Object pointing dataset lines
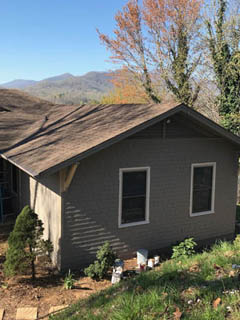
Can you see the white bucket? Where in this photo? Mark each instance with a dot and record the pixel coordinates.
(156, 260)
(142, 256)
(150, 263)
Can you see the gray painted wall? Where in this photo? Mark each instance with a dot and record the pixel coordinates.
(44, 197)
(91, 204)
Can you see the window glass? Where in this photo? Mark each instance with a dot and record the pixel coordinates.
(202, 189)
(133, 196)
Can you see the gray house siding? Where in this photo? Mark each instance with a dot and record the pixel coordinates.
(43, 195)
(90, 214)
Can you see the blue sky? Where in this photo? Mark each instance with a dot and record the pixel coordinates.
(43, 38)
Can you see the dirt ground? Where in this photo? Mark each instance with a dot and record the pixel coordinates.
(46, 291)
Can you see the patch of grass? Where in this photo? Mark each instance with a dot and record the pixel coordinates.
(190, 285)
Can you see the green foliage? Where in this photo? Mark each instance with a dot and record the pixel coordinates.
(236, 242)
(105, 259)
(182, 70)
(25, 244)
(191, 285)
(69, 281)
(238, 213)
(184, 249)
(226, 64)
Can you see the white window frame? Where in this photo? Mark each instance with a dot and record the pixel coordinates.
(121, 171)
(197, 165)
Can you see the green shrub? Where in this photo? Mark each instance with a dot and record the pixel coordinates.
(69, 281)
(105, 260)
(25, 243)
(184, 248)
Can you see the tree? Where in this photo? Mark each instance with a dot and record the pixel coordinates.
(223, 43)
(158, 38)
(25, 244)
(126, 89)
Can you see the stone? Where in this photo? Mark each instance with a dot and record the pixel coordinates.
(26, 314)
(1, 314)
(57, 308)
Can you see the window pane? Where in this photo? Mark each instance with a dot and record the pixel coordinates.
(134, 183)
(133, 209)
(202, 201)
(202, 189)
(203, 177)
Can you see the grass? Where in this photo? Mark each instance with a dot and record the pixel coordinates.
(179, 289)
(238, 213)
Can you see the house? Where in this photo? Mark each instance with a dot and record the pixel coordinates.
(135, 175)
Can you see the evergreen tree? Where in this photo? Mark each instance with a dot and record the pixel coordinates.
(25, 244)
(226, 65)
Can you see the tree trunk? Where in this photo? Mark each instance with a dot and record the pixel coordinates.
(32, 264)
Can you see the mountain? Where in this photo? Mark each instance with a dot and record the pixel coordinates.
(66, 88)
(18, 84)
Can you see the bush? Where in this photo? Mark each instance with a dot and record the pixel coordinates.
(25, 243)
(184, 249)
(69, 281)
(105, 260)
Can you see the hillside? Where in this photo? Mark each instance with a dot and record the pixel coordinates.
(18, 84)
(66, 88)
(204, 286)
(19, 101)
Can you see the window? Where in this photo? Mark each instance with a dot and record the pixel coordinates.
(202, 189)
(134, 189)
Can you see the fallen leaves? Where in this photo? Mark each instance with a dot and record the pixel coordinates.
(194, 268)
(177, 314)
(216, 303)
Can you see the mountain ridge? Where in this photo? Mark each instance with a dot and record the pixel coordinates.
(66, 88)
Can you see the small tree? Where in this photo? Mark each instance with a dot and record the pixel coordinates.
(25, 244)
(105, 260)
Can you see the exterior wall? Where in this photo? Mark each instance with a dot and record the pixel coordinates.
(91, 203)
(45, 200)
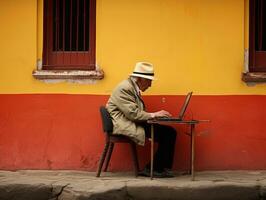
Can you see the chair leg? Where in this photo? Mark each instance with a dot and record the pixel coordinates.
(109, 154)
(135, 158)
(102, 159)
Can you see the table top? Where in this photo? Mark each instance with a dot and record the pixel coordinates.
(192, 121)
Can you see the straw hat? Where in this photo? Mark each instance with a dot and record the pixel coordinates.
(143, 70)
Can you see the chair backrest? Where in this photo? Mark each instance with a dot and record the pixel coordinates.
(106, 120)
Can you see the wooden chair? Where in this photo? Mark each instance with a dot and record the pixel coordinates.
(111, 139)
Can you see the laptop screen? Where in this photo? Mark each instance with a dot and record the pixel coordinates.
(184, 107)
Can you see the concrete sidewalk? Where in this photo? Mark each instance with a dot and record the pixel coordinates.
(66, 185)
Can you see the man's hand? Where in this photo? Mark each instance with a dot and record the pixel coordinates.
(161, 113)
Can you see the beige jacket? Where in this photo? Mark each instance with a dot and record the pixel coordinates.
(127, 109)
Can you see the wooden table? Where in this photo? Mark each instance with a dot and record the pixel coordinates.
(192, 124)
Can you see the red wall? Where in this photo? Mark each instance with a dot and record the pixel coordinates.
(64, 132)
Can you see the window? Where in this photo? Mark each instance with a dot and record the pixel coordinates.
(257, 36)
(69, 34)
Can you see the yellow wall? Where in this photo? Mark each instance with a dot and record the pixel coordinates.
(194, 45)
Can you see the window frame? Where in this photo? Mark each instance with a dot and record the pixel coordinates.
(49, 55)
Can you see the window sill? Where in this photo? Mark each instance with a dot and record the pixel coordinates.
(68, 75)
(254, 77)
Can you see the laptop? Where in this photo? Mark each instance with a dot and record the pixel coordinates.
(181, 113)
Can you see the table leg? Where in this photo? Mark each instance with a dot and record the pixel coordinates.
(152, 142)
(192, 150)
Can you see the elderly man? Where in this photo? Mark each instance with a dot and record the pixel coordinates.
(129, 117)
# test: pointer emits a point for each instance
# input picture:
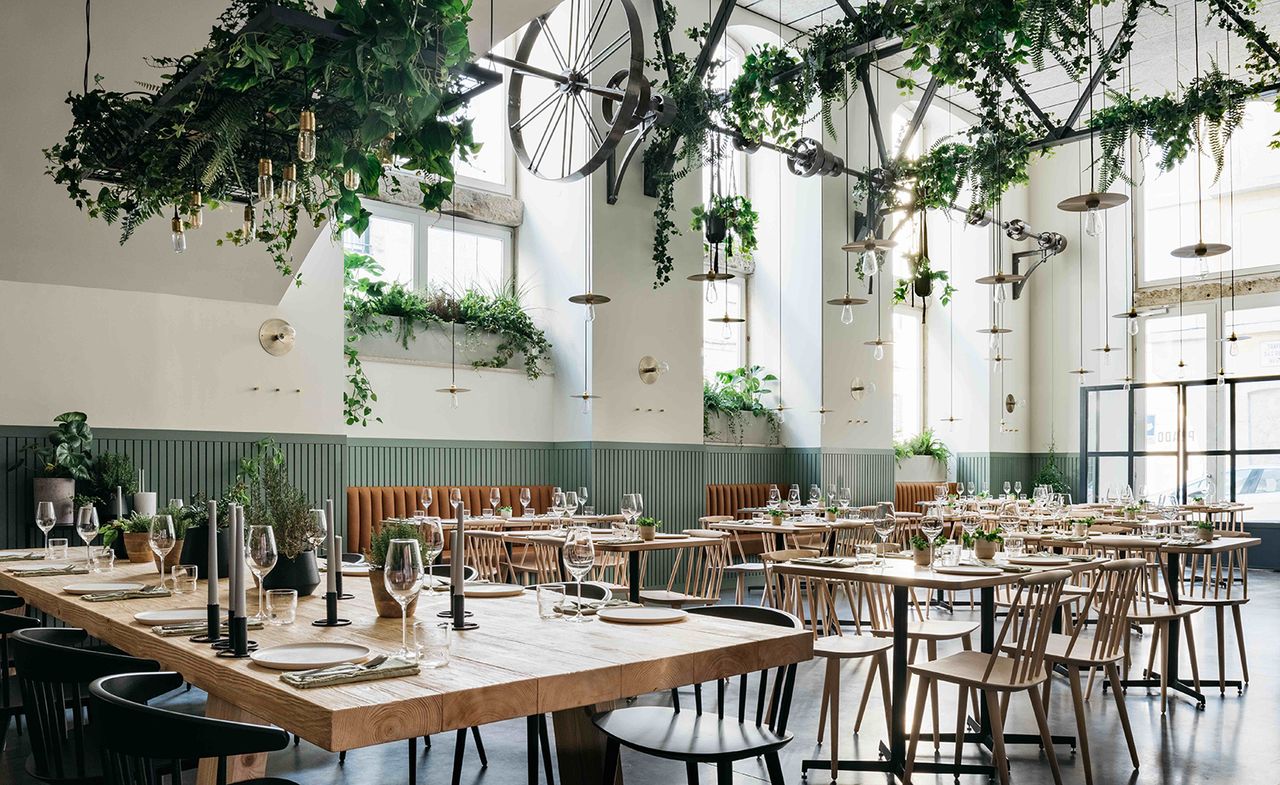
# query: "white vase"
(60, 492)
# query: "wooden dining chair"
(141, 742)
(1095, 643)
(1016, 663)
(744, 726)
(696, 574)
(53, 671)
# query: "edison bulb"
(1092, 222)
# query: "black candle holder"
(330, 619)
(215, 626)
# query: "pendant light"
(1200, 250)
(1093, 202)
(848, 302)
(453, 389)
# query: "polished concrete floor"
(1235, 739)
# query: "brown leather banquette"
(731, 497)
(906, 494)
(368, 506)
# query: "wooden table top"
(512, 666)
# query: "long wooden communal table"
(904, 575)
(515, 665)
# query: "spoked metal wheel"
(567, 108)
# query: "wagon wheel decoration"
(565, 112)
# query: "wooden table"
(903, 574)
(515, 665)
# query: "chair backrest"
(138, 739)
(772, 703)
(51, 674)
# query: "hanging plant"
(375, 91)
(739, 220)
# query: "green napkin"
(351, 674)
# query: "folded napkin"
(51, 570)
(196, 628)
(351, 672)
(131, 594)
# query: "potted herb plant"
(376, 558)
(648, 528)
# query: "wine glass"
(402, 575)
(86, 525)
(161, 539)
(260, 547)
(579, 555)
(45, 520)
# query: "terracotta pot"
(383, 599)
(137, 546)
(170, 558)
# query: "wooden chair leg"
(1118, 692)
(1046, 738)
(914, 730)
(1239, 642)
(1082, 725)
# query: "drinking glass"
(86, 525)
(402, 575)
(282, 606)
(579, 556)
(45, 520)
(260, 547)
(432, 643)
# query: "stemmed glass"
(260, 546)
(579, 556)
(402, 574)
(45, 520)
(86, 525)
(161, 539)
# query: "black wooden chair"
(695, 738)
(54, 672)
(142, 743)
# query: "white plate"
(154, 619)
(968, 570)
(305, 656)
(94, 588)
(1043, 561)
(492, 589)
(641, 615)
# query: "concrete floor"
(1235, 739)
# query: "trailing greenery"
(378, 307)
(924, 443)
(736, 395)
(376, 95)
(740, 220)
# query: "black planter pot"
(195, 550)
(298, 573)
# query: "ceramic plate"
(641, 615)
(305, 656)
(968, 570)
(94, 588)
(172, 616)
(492, 589)
(1042, 561)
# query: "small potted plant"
(648, 528)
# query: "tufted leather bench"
(906, 494)
(369, 505)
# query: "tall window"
(420, 250)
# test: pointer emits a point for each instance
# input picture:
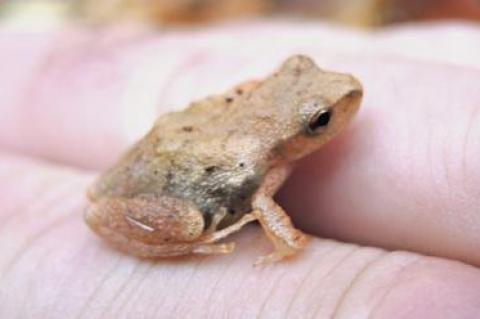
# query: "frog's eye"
(319, 120)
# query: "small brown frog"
(201, 174)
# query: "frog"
(201, 174)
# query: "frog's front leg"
(286, 239)
(152, 226)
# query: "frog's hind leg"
(152, 226)
(144, 250)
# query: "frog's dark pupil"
(321, 120)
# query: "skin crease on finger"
(54, 268)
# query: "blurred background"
(362, 13)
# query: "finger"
(405, 174)
(51, 262)
(80, 97)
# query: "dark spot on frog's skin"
(169, 175)
(354, 93)
(211, 169)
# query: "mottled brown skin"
(203, 173)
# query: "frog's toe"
(209, 249)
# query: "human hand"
(403, 176)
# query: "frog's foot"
(209, 249)
(286, 239)
(278, 227)
(220, 234)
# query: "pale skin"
(51, 263)
(150, 205)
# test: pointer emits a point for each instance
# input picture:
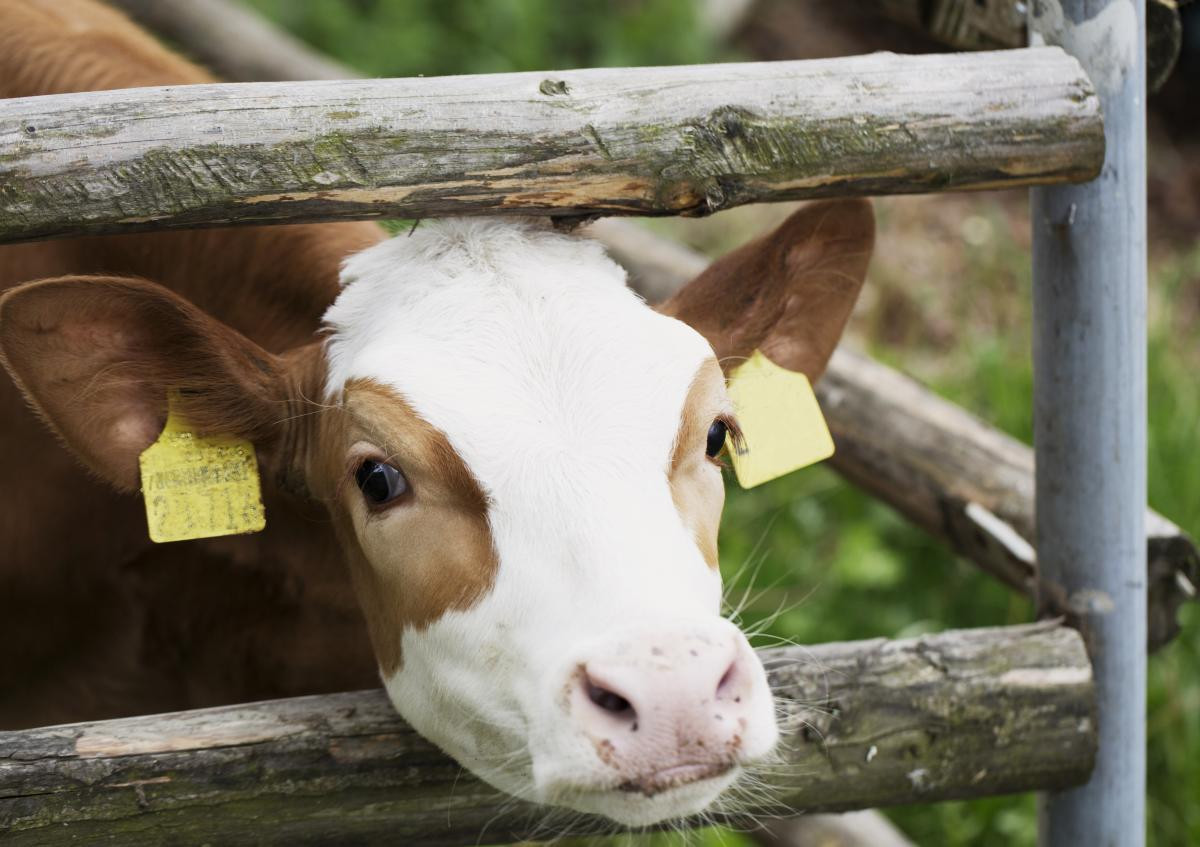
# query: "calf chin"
(640, 726)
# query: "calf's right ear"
(96, 356)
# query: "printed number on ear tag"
(781, 424)
(199, 487)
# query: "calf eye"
(717, 436)
(379, 482)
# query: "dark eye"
(379, 482)
(717, 436)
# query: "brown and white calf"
(513, 456)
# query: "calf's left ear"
(789, 293)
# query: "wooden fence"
(871, 724)
(867, 724)
(671, 140)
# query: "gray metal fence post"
(1090, 410)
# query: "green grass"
(840, 564)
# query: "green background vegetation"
(948, 300)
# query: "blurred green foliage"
(831, 562)
(435, 37)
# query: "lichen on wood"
(676, 140)
(865, 724)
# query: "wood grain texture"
(673, 140)
(865, 724)
(941, 467)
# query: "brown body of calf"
(96, 620)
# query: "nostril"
(609, 701)
(729, 679)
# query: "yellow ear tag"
(199, 487)
(781, 424)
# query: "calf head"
(521, 461)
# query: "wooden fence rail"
(941, 467)
(673, 140)
(865, 724)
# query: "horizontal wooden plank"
(865, 724)
(945, 469)
(669, 140)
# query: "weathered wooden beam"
(991, 24)
(672, 140)
(867, 724)
(943, 468)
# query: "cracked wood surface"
(941, 467)
(865, 724)
(669, 140)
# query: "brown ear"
(789, 293)
(96, 356)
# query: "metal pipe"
(1090, 412)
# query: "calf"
(514, 457)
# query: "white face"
(587, 665)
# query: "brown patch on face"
(697, 492)
(429, 553)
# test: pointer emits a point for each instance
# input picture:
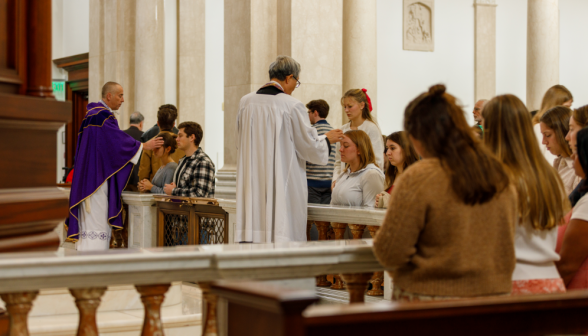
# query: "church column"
(191, 61)
(250, 47)
(485, 49)
(312, 33)
(542, 49)
(112, 51)
(360, 63)
(149, 59)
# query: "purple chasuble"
(103, 156)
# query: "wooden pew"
(258, 309)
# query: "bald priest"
(104, 161)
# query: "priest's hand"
(169, 188)
(334, 135)
(153, 143)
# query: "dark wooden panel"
(31, 108)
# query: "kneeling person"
(194, 176)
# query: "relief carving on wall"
(418, 28)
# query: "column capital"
(485, 3)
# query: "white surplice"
(274, 141)
(95, 230)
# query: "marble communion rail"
(152, 270)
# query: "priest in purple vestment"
(104, 161)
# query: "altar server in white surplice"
(274, 141)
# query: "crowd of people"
(492, 209)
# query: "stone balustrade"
(152, 270)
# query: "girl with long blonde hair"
(542, 200)
(358, 108)
(362, 179)
(556, 95)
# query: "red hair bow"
(368, 98)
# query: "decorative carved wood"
(357, 230)
(210, 301)
(152, 297)
(87, 301)
(356, 285)
(19, 305)
(322, 228)
(378, 278)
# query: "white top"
(373, 131)
(565, 169)
(535, 252)
(358, 188)
(274, 142)
(547, 154)
(581, 209)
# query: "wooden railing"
(282, 312)
(87, 274)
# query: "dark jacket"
(136, 134)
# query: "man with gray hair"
(274, 141)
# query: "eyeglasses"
(297, 81)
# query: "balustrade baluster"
(378, 278)
(322, 228)
(356, 284)
(19, 305)
(339, 229)
(152, 297)
(209, 326)
(87, 301)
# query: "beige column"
(312, 33)
(149, 59)
(250, 47)
(112, 51)
(191, 62)
(542, 49)
(360, 69)
(485, 49)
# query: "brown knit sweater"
(434, 244)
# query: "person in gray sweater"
(165, 173)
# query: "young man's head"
(317, 110)
(166, 117)
(190, 136)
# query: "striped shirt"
(320, 176)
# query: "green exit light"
(58, 86)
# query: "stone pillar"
(250, 47)
(312, 33)
(485, 49)
(542, 49)
(191, 62)
(360, 61)
(112, 51)
(149, 59)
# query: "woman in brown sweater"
(449, 230)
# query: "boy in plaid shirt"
(194, 176)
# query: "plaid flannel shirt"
(197, 179)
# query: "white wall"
(214, 78)
(573, 68)
(402, 74)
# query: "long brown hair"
(508, 132)
(408, 152)
(580, 116)
(556, 95)
(364, 145)
(359, 97)
(435, 119)
(558, 120)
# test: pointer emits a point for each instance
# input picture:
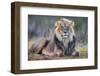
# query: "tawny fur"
(52, 47)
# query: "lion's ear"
(57, 23)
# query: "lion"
(61, 43)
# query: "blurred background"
(42, 26)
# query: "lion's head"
(64, 29)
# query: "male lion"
(62, 41)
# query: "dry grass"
(81, 49)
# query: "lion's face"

WRITTEN PROBLEM. Please output the lines from the one with "Can you see the elderly" up to and including the one with "(1082, 725)" as a two-column CSV with the columns text and answer, one row per line of text paired with its answer, each field quoted and any line breaks turned into spaces. Leave the pictures out.

WRITTEN RESPONSE.
text,answer
"Can you see the elderly man? Where in this photo? Mark each instance with a dot and record the pixel coordinates.","(129, 117)"
"# test: pointer emits a point for each instance # input picture: # query: ""white vase""","(60, 492)"
"# query: ""wooden dining chair""","(141, 742) (1095, 643) (1016, 663) (744, 726) (696, 574) (53, 671)"
"# query: ""edison bulb""","(1092, 222)"
"# query: ""black candle holder""","(330, 619) (215, 626)"
"# query: ""pendant light""","(1200, 250) (1093, 202) (848, 302) (453, 389)"
"# query: ""polished concrete floor""","(1235, 739)"
"# query: ""brown leather banquette""","(731, 497) (906, 494) (368, 506)"
"# query: ""wooden table top""","(512, 666)"
"# query: ""long wooden communal table""","(904, 575) (515, 665)"
"# query: ""spoked metal wheel""","(567, 108)"
"# query: ""wagon wheel decoration""","(565, 112)"
"# query: ""wooden table""","(903, 574) (515, 665)"
"# query: ""chair backrest""","(138, 739) (772, 703) (51, 674)"
"# query: ""hanging plant""","(375, 91) (739, 220)"
"# query: ""green napkin""","(351, 674)"
"# query: ""folded napkin""","(51, 570) (196, 628) (351, 672) (131, 594)"
"# query: ""potted herb plant""","(376, 558) (648, 528)"
"# query: ""wine glass""","(402, 575) (86, 525) (161, 539) (260, 547) (579, 555) (45, 520)"
"# query: ""terracotta pot""","(383, 599) (137, 546) (170, 558)"
"# query: ""wooden chair leg""","(1118, 692) (1046, 738) (914, 730) (1239, 642) (1082, 725)"